[PROBLEM DESCRIPTION]
What you return should be each line of the data containing the string "table".

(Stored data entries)
Start of Block
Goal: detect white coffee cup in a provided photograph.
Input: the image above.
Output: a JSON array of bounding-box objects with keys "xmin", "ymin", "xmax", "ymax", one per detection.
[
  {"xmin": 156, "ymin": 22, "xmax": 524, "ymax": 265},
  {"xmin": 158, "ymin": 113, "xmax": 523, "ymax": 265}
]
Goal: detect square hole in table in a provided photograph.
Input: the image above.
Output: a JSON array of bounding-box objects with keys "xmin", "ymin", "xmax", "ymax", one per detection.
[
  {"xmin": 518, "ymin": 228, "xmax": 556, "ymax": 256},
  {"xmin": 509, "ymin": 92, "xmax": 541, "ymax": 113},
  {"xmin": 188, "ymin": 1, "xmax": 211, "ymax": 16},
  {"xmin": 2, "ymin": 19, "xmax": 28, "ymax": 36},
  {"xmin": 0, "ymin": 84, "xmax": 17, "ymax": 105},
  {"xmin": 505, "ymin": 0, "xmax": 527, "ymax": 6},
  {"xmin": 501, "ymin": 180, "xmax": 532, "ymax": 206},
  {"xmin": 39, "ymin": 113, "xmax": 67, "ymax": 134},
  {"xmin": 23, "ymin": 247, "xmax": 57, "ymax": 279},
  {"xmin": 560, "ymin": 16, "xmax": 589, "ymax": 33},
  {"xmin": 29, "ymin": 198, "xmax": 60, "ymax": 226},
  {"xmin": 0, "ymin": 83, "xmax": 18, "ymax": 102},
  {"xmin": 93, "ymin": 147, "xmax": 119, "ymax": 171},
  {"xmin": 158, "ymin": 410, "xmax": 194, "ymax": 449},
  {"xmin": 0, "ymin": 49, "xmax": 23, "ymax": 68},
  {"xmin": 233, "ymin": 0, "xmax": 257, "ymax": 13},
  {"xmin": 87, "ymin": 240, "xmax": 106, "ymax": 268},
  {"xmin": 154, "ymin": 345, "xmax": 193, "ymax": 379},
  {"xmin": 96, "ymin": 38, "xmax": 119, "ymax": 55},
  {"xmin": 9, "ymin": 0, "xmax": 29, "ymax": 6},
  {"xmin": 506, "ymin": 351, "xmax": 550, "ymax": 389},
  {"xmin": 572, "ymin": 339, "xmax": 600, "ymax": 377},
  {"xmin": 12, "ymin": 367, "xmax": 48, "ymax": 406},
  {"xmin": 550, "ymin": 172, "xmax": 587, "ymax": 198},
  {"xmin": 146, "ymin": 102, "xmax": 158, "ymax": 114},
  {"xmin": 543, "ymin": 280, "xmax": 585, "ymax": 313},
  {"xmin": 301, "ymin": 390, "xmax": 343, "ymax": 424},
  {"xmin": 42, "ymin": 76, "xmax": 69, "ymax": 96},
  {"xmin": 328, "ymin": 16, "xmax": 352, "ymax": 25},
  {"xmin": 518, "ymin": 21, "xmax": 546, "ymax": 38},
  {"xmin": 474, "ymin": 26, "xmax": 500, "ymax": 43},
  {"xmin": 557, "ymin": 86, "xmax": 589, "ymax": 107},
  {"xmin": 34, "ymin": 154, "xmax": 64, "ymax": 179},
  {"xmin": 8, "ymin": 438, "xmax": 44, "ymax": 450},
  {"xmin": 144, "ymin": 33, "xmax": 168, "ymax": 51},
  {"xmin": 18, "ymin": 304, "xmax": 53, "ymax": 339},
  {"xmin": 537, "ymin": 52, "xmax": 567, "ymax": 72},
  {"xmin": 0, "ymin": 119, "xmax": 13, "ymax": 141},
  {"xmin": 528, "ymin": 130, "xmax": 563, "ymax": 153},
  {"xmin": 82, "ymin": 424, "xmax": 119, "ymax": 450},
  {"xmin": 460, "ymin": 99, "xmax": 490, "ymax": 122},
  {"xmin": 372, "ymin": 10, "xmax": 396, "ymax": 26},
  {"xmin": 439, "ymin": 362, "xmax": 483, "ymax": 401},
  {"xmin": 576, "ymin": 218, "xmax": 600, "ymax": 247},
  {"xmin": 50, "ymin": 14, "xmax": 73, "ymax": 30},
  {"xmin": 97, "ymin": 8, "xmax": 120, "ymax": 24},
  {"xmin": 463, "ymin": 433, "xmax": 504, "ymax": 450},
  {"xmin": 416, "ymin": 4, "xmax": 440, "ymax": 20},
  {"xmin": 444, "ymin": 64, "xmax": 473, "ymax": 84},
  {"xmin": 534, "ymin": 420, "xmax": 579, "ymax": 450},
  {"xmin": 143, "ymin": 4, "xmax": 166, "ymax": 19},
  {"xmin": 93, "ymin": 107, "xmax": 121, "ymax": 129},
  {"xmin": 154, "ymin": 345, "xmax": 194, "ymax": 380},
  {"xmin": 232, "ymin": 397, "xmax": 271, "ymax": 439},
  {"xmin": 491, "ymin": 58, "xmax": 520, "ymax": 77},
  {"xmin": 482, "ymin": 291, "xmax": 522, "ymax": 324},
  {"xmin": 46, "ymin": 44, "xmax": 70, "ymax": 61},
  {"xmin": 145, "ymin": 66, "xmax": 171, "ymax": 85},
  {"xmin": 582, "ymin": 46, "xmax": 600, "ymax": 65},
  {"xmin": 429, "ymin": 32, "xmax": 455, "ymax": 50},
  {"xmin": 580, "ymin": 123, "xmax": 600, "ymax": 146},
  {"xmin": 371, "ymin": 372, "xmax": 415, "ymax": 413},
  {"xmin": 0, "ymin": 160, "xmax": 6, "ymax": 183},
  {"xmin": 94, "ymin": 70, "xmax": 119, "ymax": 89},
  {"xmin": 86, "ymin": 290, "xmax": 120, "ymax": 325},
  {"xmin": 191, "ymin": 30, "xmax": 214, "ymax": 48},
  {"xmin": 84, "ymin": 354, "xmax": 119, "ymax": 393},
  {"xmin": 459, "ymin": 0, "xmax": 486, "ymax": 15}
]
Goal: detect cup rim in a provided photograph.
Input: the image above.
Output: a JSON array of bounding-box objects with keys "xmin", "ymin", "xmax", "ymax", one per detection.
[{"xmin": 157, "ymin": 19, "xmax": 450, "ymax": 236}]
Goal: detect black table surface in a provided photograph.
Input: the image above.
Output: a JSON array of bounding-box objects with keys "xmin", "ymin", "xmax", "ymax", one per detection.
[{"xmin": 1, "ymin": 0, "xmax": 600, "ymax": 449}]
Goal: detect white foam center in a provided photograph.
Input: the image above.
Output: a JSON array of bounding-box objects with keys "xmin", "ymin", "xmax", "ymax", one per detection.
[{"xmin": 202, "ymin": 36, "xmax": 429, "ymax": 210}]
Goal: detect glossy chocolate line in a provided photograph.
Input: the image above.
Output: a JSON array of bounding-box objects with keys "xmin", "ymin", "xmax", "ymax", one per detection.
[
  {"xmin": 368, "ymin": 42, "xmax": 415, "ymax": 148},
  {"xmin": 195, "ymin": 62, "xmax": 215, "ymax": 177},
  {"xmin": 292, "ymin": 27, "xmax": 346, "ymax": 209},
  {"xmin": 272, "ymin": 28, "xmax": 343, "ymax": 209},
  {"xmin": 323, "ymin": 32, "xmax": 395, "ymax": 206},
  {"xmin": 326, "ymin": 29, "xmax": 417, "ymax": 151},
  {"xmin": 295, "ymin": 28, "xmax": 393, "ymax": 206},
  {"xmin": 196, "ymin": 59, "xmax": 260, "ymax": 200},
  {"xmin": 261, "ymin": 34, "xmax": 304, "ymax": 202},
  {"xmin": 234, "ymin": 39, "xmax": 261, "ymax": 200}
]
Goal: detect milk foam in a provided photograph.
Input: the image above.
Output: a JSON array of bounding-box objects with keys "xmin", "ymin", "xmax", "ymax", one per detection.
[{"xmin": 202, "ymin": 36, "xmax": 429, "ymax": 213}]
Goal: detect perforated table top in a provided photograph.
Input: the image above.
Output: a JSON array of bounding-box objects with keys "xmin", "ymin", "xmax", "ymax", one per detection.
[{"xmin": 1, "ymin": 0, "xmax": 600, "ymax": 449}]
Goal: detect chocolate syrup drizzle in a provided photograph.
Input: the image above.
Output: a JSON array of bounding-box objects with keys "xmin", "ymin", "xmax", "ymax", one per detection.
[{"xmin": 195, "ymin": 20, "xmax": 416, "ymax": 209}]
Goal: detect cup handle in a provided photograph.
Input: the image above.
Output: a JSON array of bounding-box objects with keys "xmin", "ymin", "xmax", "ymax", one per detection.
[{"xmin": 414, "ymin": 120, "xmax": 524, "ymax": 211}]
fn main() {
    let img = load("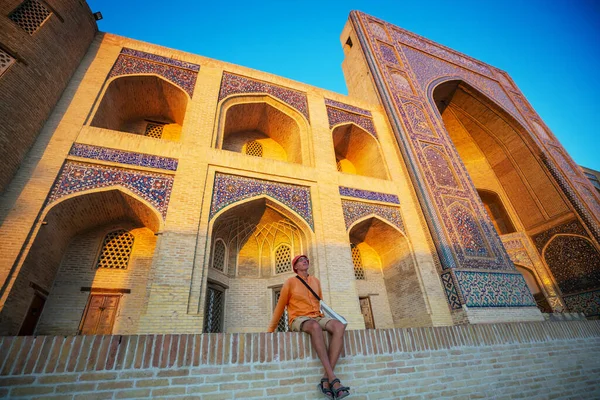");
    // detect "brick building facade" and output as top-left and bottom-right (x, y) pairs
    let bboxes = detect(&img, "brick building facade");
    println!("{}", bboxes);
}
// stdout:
(0, 2), (599, 338)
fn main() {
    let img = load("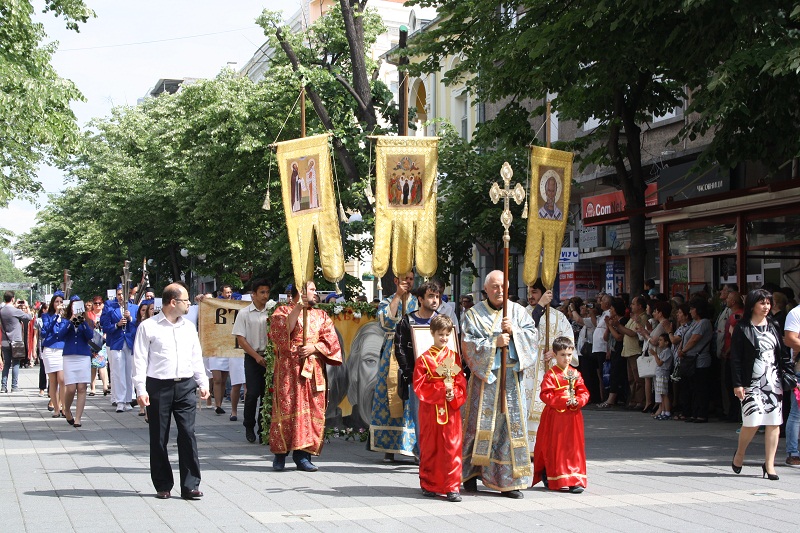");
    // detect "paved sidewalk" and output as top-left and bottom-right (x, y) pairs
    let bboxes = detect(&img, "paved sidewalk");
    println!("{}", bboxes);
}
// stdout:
(1, 366), (799, 532)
End of Block
[ANSWER TO THE PROBLEM]
Goal: detect square hole in table in a provided photograph.
Goal: detect black table surface in a provided photograph.
Goal: detect perforated table top in a provided photograph.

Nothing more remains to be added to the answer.